→ WHAT NEEDS TO BE DONE
Reproduce the rows below exactly, but switch each occurrence of "spot" to "locate".

→ RECORD EXCERPTS
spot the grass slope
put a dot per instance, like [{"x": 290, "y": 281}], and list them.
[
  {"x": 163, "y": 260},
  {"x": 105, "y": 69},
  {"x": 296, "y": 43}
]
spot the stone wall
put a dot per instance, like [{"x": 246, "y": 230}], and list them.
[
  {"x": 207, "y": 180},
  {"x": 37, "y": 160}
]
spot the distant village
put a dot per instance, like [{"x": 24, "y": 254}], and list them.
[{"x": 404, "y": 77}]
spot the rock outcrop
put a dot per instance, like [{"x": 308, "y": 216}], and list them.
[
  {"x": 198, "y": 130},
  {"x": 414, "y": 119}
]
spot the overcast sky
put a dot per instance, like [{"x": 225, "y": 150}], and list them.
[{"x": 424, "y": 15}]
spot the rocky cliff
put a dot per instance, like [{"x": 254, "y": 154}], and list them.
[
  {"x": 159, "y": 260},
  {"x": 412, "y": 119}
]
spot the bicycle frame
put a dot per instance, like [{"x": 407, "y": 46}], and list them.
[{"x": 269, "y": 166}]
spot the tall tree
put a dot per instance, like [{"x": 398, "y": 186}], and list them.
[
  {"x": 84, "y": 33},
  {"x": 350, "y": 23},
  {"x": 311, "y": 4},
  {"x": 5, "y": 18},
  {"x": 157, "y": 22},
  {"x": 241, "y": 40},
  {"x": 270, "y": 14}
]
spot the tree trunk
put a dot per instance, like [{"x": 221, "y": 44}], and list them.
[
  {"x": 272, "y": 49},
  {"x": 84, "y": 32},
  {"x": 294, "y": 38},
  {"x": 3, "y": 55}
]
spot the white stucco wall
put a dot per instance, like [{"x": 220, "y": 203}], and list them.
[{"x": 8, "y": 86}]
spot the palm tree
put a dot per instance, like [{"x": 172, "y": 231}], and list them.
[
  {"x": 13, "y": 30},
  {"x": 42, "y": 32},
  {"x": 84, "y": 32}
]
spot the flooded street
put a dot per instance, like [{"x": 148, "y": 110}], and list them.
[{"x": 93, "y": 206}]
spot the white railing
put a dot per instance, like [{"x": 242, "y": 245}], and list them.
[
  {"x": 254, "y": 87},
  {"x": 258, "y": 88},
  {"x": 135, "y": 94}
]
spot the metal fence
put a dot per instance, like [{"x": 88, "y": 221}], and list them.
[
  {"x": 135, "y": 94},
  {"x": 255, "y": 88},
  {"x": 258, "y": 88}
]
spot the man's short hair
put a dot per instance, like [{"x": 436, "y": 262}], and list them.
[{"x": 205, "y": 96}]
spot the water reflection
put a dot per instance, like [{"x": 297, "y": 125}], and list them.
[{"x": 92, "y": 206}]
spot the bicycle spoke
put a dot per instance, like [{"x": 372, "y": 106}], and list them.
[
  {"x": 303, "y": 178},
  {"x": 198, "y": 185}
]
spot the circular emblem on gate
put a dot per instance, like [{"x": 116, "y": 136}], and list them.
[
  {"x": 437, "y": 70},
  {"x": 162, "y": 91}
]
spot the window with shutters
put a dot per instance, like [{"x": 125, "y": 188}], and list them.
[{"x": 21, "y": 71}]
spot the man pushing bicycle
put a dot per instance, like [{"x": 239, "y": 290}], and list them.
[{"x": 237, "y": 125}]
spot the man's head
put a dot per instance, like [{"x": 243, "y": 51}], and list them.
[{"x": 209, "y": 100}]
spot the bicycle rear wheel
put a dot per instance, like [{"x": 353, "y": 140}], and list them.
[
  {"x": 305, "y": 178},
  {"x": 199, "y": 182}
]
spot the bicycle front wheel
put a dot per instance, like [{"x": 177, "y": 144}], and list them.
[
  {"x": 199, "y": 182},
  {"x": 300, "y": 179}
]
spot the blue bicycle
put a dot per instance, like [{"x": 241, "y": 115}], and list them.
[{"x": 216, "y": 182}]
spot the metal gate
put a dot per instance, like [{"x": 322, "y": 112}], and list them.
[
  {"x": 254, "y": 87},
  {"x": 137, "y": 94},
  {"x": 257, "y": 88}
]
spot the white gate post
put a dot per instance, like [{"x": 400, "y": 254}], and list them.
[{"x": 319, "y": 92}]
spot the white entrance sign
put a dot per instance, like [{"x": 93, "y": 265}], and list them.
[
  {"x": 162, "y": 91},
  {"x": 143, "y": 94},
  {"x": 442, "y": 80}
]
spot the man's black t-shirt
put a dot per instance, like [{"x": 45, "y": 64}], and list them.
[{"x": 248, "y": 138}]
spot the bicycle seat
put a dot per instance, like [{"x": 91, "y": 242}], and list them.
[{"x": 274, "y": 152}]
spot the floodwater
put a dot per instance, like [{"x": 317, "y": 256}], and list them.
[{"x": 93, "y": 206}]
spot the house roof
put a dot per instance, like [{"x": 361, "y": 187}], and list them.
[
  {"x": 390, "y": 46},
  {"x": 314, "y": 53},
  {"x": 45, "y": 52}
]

→ TASK OUTPUT
locate the grass slope
put a dot per instance, like [{"x": 290, "y": 281}], and list them.
[
  {"x": 163, "y": 260},
  {"x": 105, "y": 69},
  {"x": 296, "y": 43}
]
locate the stone wall
put a dot per instance, like [{"x": 246, "y": 230}], and list them.
[
  {"x": 207, "y": 180},
  {"x": 37, "y": 160}
]
locate the distant village
put a dot per instance, like [{"x": 24, "y": 254}], and list them.
[{"x": 404, "y": 77}]
locate the rock outcrop
put a dot per instance, like [{"x": 308, "y": 216}], and list them.
[
  {"x": 198, "y": 130},
  {"x": 414, "y": 119}
]
locate the overcast sky
put a dot per instance, like [{"x": 225, "y": 150}], and list them.
[{"x": 424, "y": 15}]
locate the rocky cliff
put a dot per instance, like [{"x": 254, "y": 154}], and list them.
[
  {"x": 159, "y": 260},
  {"x": 412, "y": 119}
]
locate the bicycle frame
put a dot per instance, like [{"x": 407, "y": 46}], and list them.
[{"x": 269, "y": 166}]
locate the tall tree
put a dot per instance, like [{"x": 398, "y": 186}], and list them.
[
  {"x": 84, "y": 33},
  {"x": 350, "y": 23},
  {"x": 311, "y": 4},
  {"x": 5, "y": 18},
  {"x": 157, "y": 22},
  {"x": 241, "y": 40},
  {"x": 270, "y": 14}
]
locate the tree trunk
put a dot per instance, like [{"x": 221, "y": 44}], and list them.
[
  {"x": 272, "y": 49},
  {"x": 84, "y": 32},
  {"x": 294, "y": 38},
  {"x": 3, "y": 55}
]
locate the white stucco wall
put a dot per instance, like [{"x": 220, "y": 203}], and list them.
[{"x": 8, "y": 86}]
locate the palm tree
put a dot per instance, like [{"x": 172, "y": 231}], and list them.
[
  {"x": 13, "y": 30},
  {"x": 42, "y": 32},
  {"x": 84, "y": 32}
]
locate the flooded street
put a dot per instance, like [{"x": 148, "y": 110}], and list them.
[{"x": 93, "y": 206}]
locate the white railing
put a dot per instance, like [{"x": 242, "y": 245}], and list them.
[
  {"x": 254, "y": 87},
  {"x": 258, "y": 88},
  {"x": 135, "y": 94}
]
locate the metal fence
put a dot per instance, like [{"x": 88, "y": 221}], and list them.
[
  {"x": 135, "y": 94},
  {"x": 255, "y": 88},
  {"x": 258, "y": 88}
]
locate the man's short hair
put a dot per instance, like [{"x": 436, "y": 262}], and list them.
[{"x": 205, "y": 96}]
locate the water reflection
put a dot per instance, like [{"x": 297, "y": 125}], and list them.
[{"x": 92, "y": 206}]
locate the bicycle spoke
put a dot per instance, like [{"x": 372, "y": 106}], and list them.
[
  {"x": 303, "y": 178},
  {"x": 198, "y": 185}
]
locate the circular emblem on gate
put a dot per instance, like [{"x": 116, "y": 136}], and list them.
[
  {"x": 437, "y": 70},
  {"x": 162, "y": 91}
]
locate the window with shutters
put a dot per instance, like [{"x": 125, "y": 188}], and list them.
[{"x": 21, "y": 71}]
locate the man pushing bicycle
put a dot per instance, like [{"x": 239, "y": 290}], and list them.
[{"x": 237, "y": 125}]
locate the man's head
put a dot per instance, like [{"x": 243, "y": 51}], and list them.
[{"x": 209, "y": 100}]
locate the bicycle rear wheel
put a dot per instance, like [{"x": 353, "y": 140}], and list them.
[
  {"x": 305, "y": 178},
  {"x": 199, "y": 182}
]
locate the bicycle front wheel
put a dot per instance, like [{"x": 177, "y": 144}], and list them.
[
  {"x": 199, "y": 182},
  {"x": 300, "y": 179}
]
locate the blue bicycle
put a dot per instance, like [{"x": 241, "y": 115}], and list them.
[{"x": 216, "y": 182}]
locate the metal gate
put a dot per instance, like [{"x": 322, "y": 112}], and list them.
[
  {"x": 254, "y": 87},
  {"x": 137, "y": 94},
  {"x": 257, "y": 88}
]
locate the white gate post
put a dot per instance, like [{"x": 400, "y": 254}], and list them.
[{"x": 319, "y": 92}]
locate the white entrance sign
put a dot per instance, like [{"x": 93, "y": 265}], and list them.
[
  {"x": 162, "y": 91},
  {"x": 143, "y": 94},
  {"x": 442, "y": 80}
]
locate the man's black t-shirt
put a dot per instance, like [{"x": 45, "y": 64}], and list them.
[{"x": 248, "y": 138}]
locate the bicycle seat
put a dot per instance, like [{"x": 91, "y": 242}], and list them.
[{"x": 274, "y": 152}]
locate the floodwater
put a dot per instance, like [{"x": 317, "y": 256}], and list them.
[{"x": 93, "y": 206}]
locate the house roof
put a dot per instance, like [{"x": 361, "y": 187}], and list them.
[
  {"x": 390, "y": 46},
  {"x": 314, "y": 53},
  {"x": 45, "y": 52}
]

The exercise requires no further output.